→ **EXERCISE TEXT**:
***
Second Harvest’s Mobile School Pantry program hits a decade of serving families
A decade is a long time, but that’s how long Huntington Beach resident Rebeca Isidoro has been able to count on the Second Harvest Food Bank Mobile School Pantry program as a resource for her family.
Isidoro, who is Mexican American, lives in the predominantly Latino working class community of Oak View. She and more than 100 other families showed up for the monthly appearance of the Mobile School Pantry at Oak View Elementary School on Wednesday.
Isidoro has a son in preschool and a daughter in kindergarten at Oak View, but those are just two of her five children at home. She also has two kids in middle school, one in college and one enlisted in the U.S. Army.
The Mobile School Pantry has been an invaluable resource as her young ones grew, she said, providing staples like milk and eggs along with fresh produce.
“It’s a blessing to have this program here at school,” Isidoro said in Spanish, translated by Oak View Principal Araceli Osborn. “It’s amazing that Second Harvest Food Bank facilitates this. It really helps my family. Not just my family, but the other families here in Oak View. With the economy and everything, this supplements our food needs.”
The Mobile School Pantry program has exploded over the past decade while distributing a total of 22.6 million pounds of food.
Oak View Elementary, in the Ocean View School District, was one of 12 original sites in 2014. Today, the program has 74 Mobile School Pantries, Second Harvest chief executive Claudia Bonilla Keller said.
“Coming out of the pandemic, this is not only necessary, this is critical for families,” Bonilla Keller said. “We’re dealing with inflation, we’re dealing with a higher cost of living, and this community needs help. We can’t think of a better partner than schools. Not only are we reaching children, we’re reaching their families and some of the younger children who aren’t in the school system yet.”
Visitors to the Oak View pantry find a wide assortment of chilies and jalapeños. Bonilla Keller said Second Harvest tries to cater to the food preferences of a particular community as much as it can.
Ocean View School District Board of Trustees Clerk Gina Clayton-Tarvin said she appreciates that attention to the community’s customs, as well as the fact that the pantry’s fruits and vegetables are organic.
She said about 59% of the district’s students qualify as socioeconomically disadvantaged. At Oak View Elementary, that number leaps to 99.4%.
“Just because you’re not rich doesn’t mean you can’t eat well,” Clayton-Tarvin said. “Our community here is used to having fresh food in Mexico, and you saw Vietnamese people here as well. A lot of the food here in the United States is foreign to them, actually, because it’s so processed. This food is helping to serve the need of people who are food insecure, but also it’s truly nutritional for them.
“I think that is really important. Here at the school district, we have this partnership with this organization that’s really looking out for our communities. Not just to combat food insecurity, but also to combat having unhealthy foods in our community.”
***
→ **WORK INSTRUCTIONS**:
1. Write out the part of the Mobile School Pantry article between "Isidoro has a" and "the U.S. Army.", inclusive, keeping every word unchanged.
2. Summarize the Mobile School Pantry article in three sentences.
3. Proceed with the article on the Mobile School Pantry program, picking up after its final paragraph.
The lines that come next are separate material and have no connection to the article on the Mobile School Pantry program.
***
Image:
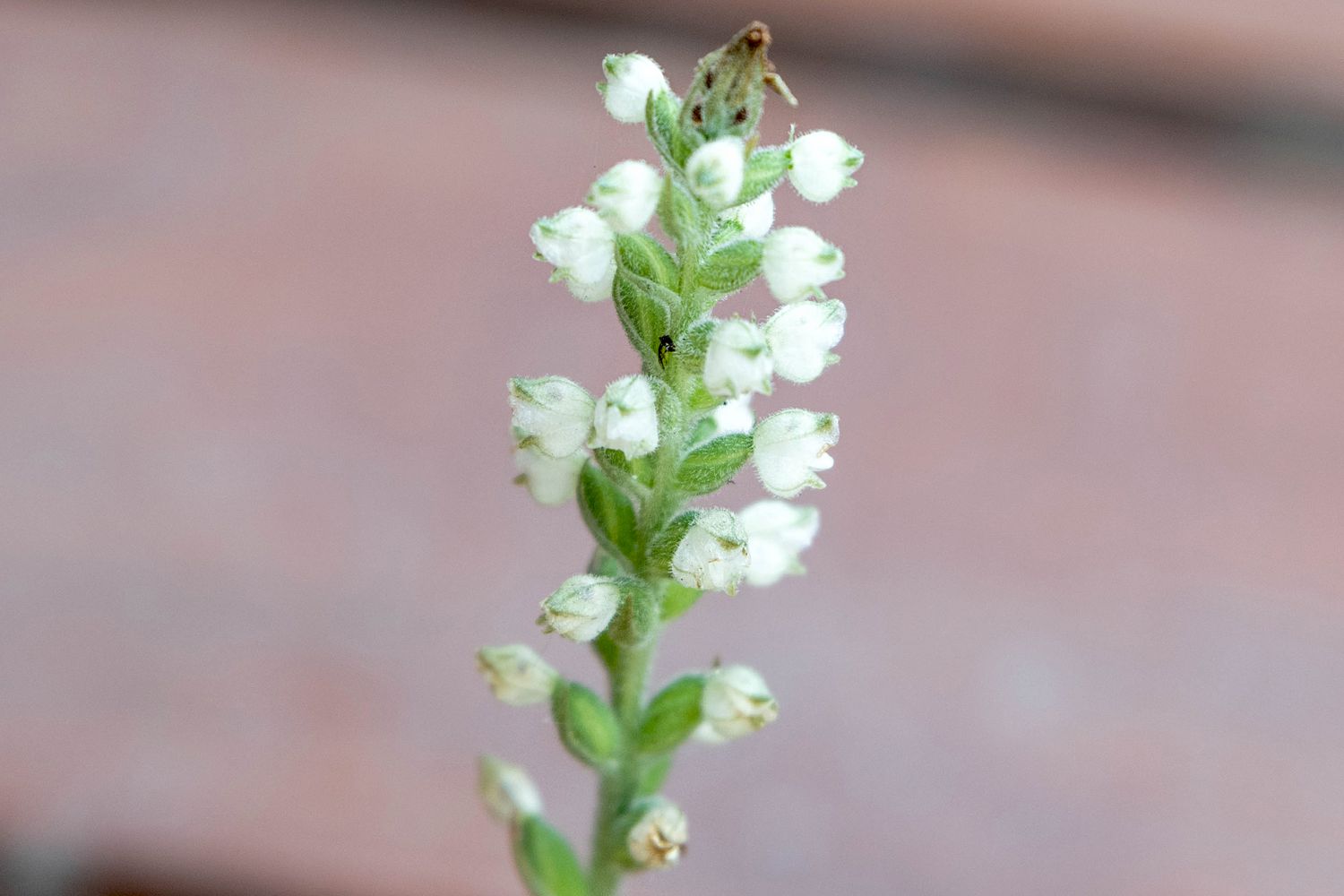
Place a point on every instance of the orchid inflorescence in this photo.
(677, 430)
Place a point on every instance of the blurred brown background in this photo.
(1074, 622)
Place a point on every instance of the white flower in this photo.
(631, 77)
(801, 336)
(550, 481)
(712, 554)
(582, 607)
(516, 675)
(734, 416)
(736, 702)
(551, 414)
(790, 446)
(507, 791)
(777, 532)
(755, 217)
(582, 249)
(715, 169)
(796, 263)
(658, 837)
(737, 362)
(626, 417)
(626, 195)
(820, 166)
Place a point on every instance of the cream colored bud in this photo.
(582, 607)
(736, 702)
(658, 839)
(516, 675)
(507, 791)
(712, 554)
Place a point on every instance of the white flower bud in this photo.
(790, 446)
(516, 675)
(507, 791)
(626, 195)
(631, 77)
(777, 532)
(551, 414)
(796, 263)
(626, 417)
(755, 217)
(736, 702)
(658, 837)
(822, 164)
(582, 249)
(582, 607)
(737, 362)
(801, 336)
(734, 416)
(550, 481)
(712, 554)
(715, 171)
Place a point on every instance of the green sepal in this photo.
(710, 466)
(731, 268)
(671, 716)
(645, 311)
(676, 599)
(664, 543)
(545, 860)
(607, 512)
(639, 616)
(586, 724)
(644, 255)
(652, 774)
(765, 168)
(679, 212)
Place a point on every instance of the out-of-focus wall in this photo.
(1074, 619)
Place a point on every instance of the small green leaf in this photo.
(731, 268)
(709, 466)
(607, 512)
(672, 715)
(765, 168)
(652, 775)
(664, 543)
(676, 599)
(545, 860)
(586, 724)
(645, 311)
(644, 255)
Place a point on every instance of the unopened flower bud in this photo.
(797, 263)
(507, 791)
(550, 481)
(516, 675)
(631, 77)
(822, 164)
(777, 532)
(790, 446)
(715, 171)
(801, 336)
(582, 249)
(737, 360)
(658, 836)
(582, 607)
(712, 554)
(736, 702)
(755, 217)
(551, 414)
(626, 195)
(734, 416)
(626, 417)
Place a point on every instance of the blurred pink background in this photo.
(1073, 624)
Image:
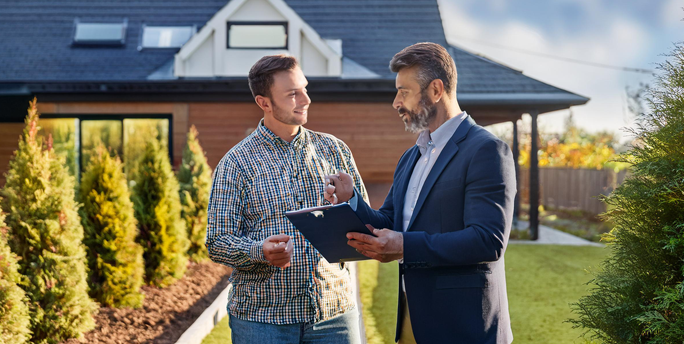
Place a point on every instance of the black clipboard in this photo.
(326, 229)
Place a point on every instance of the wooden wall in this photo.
(373, 131)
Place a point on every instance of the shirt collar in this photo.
(298, 141)
(441, 135)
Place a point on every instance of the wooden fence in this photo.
(567, 188)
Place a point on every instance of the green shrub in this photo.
(114, 258)
(162, 232)
(638, 296)
(46, 234)
(194, 176)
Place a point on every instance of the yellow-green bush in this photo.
(194, 176)
(162, 232)
(46, 234)
(114, 258)
(14, 318)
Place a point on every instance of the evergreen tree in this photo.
(14, 318)
(46, 234)
(114, 258)
(638, 295)
(162, 232)
(194, 176)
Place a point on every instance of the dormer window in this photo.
(100, 33)
(257, 35)
(165, 36)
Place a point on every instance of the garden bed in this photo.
(165, 314)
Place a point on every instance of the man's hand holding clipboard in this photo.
(387, 245)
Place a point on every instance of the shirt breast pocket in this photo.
(268, 197)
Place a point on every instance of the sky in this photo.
(621, 33)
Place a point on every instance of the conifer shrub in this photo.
(115, 260)
(46, 234)
(162, 233)
(194, 177)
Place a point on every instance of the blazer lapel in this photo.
(450, 149)
(403, 178)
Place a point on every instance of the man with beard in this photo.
(284, 291)
(448, 214)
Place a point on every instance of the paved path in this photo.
(551, 236)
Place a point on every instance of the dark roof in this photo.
(37, 34)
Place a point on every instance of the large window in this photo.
(257, 35)
(78, 137)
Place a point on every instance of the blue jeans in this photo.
(342, 329)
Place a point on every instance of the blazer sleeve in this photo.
(489, 192)
(383, 217)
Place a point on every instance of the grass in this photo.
(220, 334)
(576, 222)
(378, 289)
(543, 280)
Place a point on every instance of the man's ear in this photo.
(264, 103)
(436, 90)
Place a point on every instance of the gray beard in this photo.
(420, 120)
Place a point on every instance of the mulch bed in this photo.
(165, 314)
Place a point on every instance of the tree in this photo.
(638, 295)
(14, 318)
(162, 232)
(115, 260)
(46, 234)
(194, 176)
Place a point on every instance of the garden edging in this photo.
(207, 320)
***
→ **RESPONSES TO THE EXERCISE**:
1.
Isidoro has a son in preschool and a daughter in kindergarten at Oak View, but those are just two of her five children at home. She also has two kids in middle school, one in college and one enlisted in the U.S. Army.

2. Second Harvest Food Bank's Mobile School Pantry program has marked a decade of service, growing from 12 original sites in 2014 to 74 pantries and distributing 22.6 million pounds of food. At Oak View Elementary School in Huntington Beach, more than 100 families, including that of longtime participant Rebeca Isidoro, came for the monthly pantry, which supplies staples and fresh produce. Second Harvest tries to match a community's food preferences, and a school board official praised the organic produce and the partnership's role in fighting both food insecurity and unhealthy eating.

3.
Jadira Lopez, the community liaison for Oak View Elementary, also serves as Mobile School Pantry coordinator at the site.
Lopez said in her time with the mobile pantry it has extended into the summer months so students and families can continue receiving fresh food while school is out.
Part of her role is also explaining to families any new food items that are being distributed. On Wednesday, that was the tropical fruit rambutan,which is native to southeast Asia.
Bonilla Keller said some of the Mobile School Pantries serve the community twice monthly Seven schools in the county have permanent school pantries, as well.
Food needs remain a struggle for many families, who first have to worry about paying rent.
Bonilla Keller noted that 43% of households in the county are shelter burdened, paying more than they should for rent or their mortgage. According to a 2023 California Housing Partnership report, renters in Orange County need to earn $51.39 an hour — 3.3 times the state minimum wage — in order to afford the average monthly rent of $2,672.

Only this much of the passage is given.